··· Records for this exercise
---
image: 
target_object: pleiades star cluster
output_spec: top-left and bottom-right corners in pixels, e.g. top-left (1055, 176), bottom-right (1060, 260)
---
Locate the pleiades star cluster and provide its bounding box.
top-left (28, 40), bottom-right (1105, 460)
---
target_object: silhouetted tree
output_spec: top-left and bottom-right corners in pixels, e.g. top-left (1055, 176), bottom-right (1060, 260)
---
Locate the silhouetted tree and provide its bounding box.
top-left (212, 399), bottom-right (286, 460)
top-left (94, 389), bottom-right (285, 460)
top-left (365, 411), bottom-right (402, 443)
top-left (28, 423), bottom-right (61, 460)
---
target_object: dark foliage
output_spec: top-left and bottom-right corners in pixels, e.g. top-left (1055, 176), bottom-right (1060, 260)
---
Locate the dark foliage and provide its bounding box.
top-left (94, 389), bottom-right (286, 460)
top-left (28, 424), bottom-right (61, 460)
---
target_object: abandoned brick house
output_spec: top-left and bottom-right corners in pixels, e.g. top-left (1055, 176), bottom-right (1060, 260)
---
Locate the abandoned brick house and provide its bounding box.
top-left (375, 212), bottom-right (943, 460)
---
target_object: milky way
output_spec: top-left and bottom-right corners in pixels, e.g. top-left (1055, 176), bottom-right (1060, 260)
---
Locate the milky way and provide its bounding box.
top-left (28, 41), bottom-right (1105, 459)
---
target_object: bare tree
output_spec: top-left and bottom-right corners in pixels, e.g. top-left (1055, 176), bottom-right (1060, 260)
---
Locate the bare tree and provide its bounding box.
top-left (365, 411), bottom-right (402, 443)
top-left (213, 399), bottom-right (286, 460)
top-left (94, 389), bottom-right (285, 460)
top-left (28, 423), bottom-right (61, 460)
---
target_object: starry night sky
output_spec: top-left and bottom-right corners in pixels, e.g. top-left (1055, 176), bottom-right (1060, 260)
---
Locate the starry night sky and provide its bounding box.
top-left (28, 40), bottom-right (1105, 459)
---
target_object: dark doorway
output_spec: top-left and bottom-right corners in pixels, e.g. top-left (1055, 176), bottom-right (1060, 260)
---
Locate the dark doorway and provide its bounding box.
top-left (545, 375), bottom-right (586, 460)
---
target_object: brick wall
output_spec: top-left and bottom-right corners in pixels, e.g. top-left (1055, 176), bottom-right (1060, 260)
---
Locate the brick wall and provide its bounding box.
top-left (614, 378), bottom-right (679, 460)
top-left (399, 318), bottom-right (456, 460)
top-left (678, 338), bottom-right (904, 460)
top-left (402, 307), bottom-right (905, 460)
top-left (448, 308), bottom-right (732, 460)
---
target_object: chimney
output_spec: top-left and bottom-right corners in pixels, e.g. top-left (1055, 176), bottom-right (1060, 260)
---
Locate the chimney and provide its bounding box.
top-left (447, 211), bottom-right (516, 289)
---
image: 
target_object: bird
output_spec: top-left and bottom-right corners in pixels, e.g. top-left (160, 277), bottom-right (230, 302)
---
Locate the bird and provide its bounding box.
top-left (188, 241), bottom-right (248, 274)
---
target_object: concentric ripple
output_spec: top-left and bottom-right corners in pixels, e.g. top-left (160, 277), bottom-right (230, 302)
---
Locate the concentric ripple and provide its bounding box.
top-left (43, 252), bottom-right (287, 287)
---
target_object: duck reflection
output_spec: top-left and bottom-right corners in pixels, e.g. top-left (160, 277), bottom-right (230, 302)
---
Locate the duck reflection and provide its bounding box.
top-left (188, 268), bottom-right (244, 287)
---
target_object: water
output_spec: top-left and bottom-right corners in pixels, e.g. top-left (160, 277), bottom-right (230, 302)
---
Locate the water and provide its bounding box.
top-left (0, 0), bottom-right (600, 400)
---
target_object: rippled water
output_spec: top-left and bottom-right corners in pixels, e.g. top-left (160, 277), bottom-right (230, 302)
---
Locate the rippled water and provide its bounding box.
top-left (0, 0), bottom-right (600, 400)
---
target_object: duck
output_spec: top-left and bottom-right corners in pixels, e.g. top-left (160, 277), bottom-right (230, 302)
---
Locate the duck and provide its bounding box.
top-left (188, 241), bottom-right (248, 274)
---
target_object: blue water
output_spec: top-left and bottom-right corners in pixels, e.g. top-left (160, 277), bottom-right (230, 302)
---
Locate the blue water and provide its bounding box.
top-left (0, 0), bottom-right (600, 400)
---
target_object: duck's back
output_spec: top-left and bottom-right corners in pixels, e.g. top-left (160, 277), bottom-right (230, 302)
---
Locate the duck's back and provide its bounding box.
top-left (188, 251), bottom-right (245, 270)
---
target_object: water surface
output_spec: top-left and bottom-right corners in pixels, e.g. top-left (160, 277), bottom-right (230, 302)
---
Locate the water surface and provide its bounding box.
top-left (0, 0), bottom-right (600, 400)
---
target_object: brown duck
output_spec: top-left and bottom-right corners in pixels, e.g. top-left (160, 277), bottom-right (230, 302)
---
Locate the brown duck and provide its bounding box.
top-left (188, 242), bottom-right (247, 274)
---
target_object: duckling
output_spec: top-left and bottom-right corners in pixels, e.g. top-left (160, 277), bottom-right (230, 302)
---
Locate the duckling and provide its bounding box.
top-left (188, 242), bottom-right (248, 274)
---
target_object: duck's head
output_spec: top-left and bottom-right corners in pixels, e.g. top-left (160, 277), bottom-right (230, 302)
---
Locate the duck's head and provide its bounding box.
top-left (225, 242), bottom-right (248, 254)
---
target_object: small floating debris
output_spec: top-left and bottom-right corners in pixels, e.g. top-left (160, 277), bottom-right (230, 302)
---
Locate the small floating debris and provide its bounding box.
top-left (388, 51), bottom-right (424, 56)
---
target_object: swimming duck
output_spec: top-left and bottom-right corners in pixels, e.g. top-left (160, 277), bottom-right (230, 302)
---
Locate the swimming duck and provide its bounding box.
······
**Requirements**. Reproduce the records above, substituting "report" for every "provide" and leaving everything else unchanged.

**Answer to this task**.
---
image: 
target_object: pleiades star cluster
output_spec: top-left and bottom-right corners in pixels, e.g. top-left (1055, 176), bottom-right (1060, 260)
---
Locate the pleiades star cluster and report its bounding box.
top-left (28, 40), bottom-right (1105, 460)
---
target_object: silhouetted tree
output_spec: top-left and bottom-right corners in pixels, e.g. top-left (1055, 176), bottom-right (1060, 260)
---
Locate the silhouetted tree and report its bounding box.
top-left (212, 399), bottom-right (286, 460)
top-left (94, 389), bottom-right (285, 460)
top-left (365, 411), bottom-right (402, 443)
top-left (28, 423), bottom-right (61, 460)
---
target_object: dark foliage
output_spec: top-left and bottom-right corners in pixels, e.g. top-left (1055, 176), bottom-right (1060, 260)
---
Locate the dark foliage and report its bounding box.
top-left (94, 389), bottom-right (286, 460)
top-left (28, 424), bottom-right (61, 460)
---
target_object: abandoned brick house
output_spec: top-left and bottom-right corners in pixels, e.g. top-left (1055, 176), bottom-right (1060, 260)
---
Locate the abandoned brick house and report its bounding box.
top-left (375, 212), bottom-right (943, 460)
---
target_object: milky way
output_spec: top-left and bottom-right corners in pixels, e.g. top-left (1055, 176), bottom-right (1060, 260)
---
Locate the milky way and report its bounding box.
top-left (28, 41), bottom-right (1105, 459)
---
target_object: bare tree
output_spec: top-left and bottom-right corners in pixels, e.g. top-left (1055, 176), bottom-right (1060, 260)
---
Locate the bare tree and report its bounding box.
top-left (365, 411), bottom-right (402, 443)
top-left (213, 399), bottom-right (286, 460)
top-left (94, 389), bottom-right (285, 460)
top-left (28, 423), bottom-right (61, 460)
---
target_object: starry night sky
output_spec: top-left and bottom-right corners in pixels, e.g. top-left (1055, 176), bottom-right (1060, 260)
---
Locate the starry night sky and report its bounding box.
top-left (28, 40), bottom-right (1105, 459)
---
target_object: dark doorway
output_spec: top-left and bottom-right corners in pixels, e.g. top-left (1055, 176), bottom-right (1060, 260)
---
Locate the dark doorway and report its bounding box.
top-left (545, 375), bottom-right (586, 460)
---
target_object: brick wall
output_spec: top-left and bottom-right corners in pixels, e.g. top-left (1055, 176), bottom-right (1060, 260)
---
Locate the brick wall and report its bounding box.
top-left (614, 378), bottom-right (679, 460)
top-left (399, 318), bottom-right (456, 460)
top-left (678, 338), bottom-right (904, 460)
top-left (402, 307), bottom-right (905, 460)
top-left (448, 308), bottom-right (732, 460)
---
target_object: chimney
output_spec: top-left and bottom-right corners in pixels, e.g. top-left (1055, 176), bottom-right (1060, 260)
---
Locate the chimney and report its bounding box.
top-left (447, 211), bottom-right (516, 289)
---
image: 
target_object: bird
output_spec: top-left and bottom-right corners in pixels, e.g. top-left (160, 277), bottom-right (230, 302)
---
Locate the bird and report its bounding box.
top-left (188, 241), bottom-right (248, 274)
---
target_object: concentric ripple
output_spec: top-left and bottom-right corners in pixels, e.g. top-left (160, 277), bottom-right (230, 302)
---
Locate the concentric ripple and report its bounding box.
top-left (43, 252), bottom-right (287, 287)
---
target_object: duck reflection
output_spec: top-left and bottom-right corners in pixels, e.g. top-left (160, 277), bottom-right (230, 302)
---
Locate the duck reflection and report its bounding box.
top-left (188, 268), bottom-right (244, 287)
---
target_object: water
output_spec: top-left and bottom-right corners in pixels, e.g. top-left (160, 277), bottom-right (230, 302)
---
Locate the water and report its bounding box.
top-left (0, 0), bottom-right (600, 400)
---
target_object: rippled water
output_spec: top-left and bottom-right corners in pixels, e.g. top-left (160, 277), bottom-right (230, 302)
---
Locate the rippled water and report its bounding box.
top-left (0, 0), bottom-right (600, 400)
---
target_object: duck
output_spec: top-left and bottom-right corners in pixels, e.g. top-left (160, 277), bottom-right (230, 302)
---
Locate the duck and report its bounding box.
top-left (188, 241), bottom-right (248, 274)
---
target_object: blue water
output_spec: top-left and bottom-right corners in pixels, e.g. top-left (160, 277), bottom-right (230, 302)
---
Locate the blue water and report its bounding box.
top-left (0, 0), bottom-right (600, 400)
---
target_object: duck's back
output_spec: top-left and bottom-right corners in pixels, e.g. top-left (160, 277), bottom-right (230, 302)
---
Locate the duck's back and report its bounding box.
top-left (188, 251), bottom-right (245, 270)
---
target_object: water surface
output_spec: top-left and bottom-right corners in pixels, e.g. top-left (160, 277), bottom-right (230, 302)
---
Locate the water surface and report its bounding box.
top-left (0, 0), bottom-right (600, 400)
---
target_object: brown duck
output_spec: top-left and bottom-right corners in pixels, e.g. top-left (160, 277), bottom-right (230, 302)
---
Locate the brown duck and report its bounding box.
top-left (188, 242), bottom-right (247, 274)
---
target_object: duckling
output_spec: top-left and bottom-right corners in pixels, e.g. top-left (160, 277), bottom-right (230, 302)
---
Locate the duckling and report its bounding box.
top-left (188, 242), bottom-right (248, 274)
---
target_object: duck's head
output_spec: top-left and bottom-right corners in pixels, e.g. top-left (160, 277), bottom-right (230, 302)
---
Locate the duck's head and report its bounding box.
top-left (225, 242), bottom-right (248, 254)
---
target_object: small floating debris
output_spec: top-left and bottom-right corners in pixels, e.g. top-left (160, 277), bottom-right (230, 302)
---
Locate the small floating debris and report its bounding box.
top-left (388, 51), bottom-right (424, 56)
---
target_object: swimming duck
output_spec: top-left and bottom-right corners in pixels, e.g. top-left (160, 277), bottom-right (230, 302)
---
Locate the swimming duck and report its bounding box.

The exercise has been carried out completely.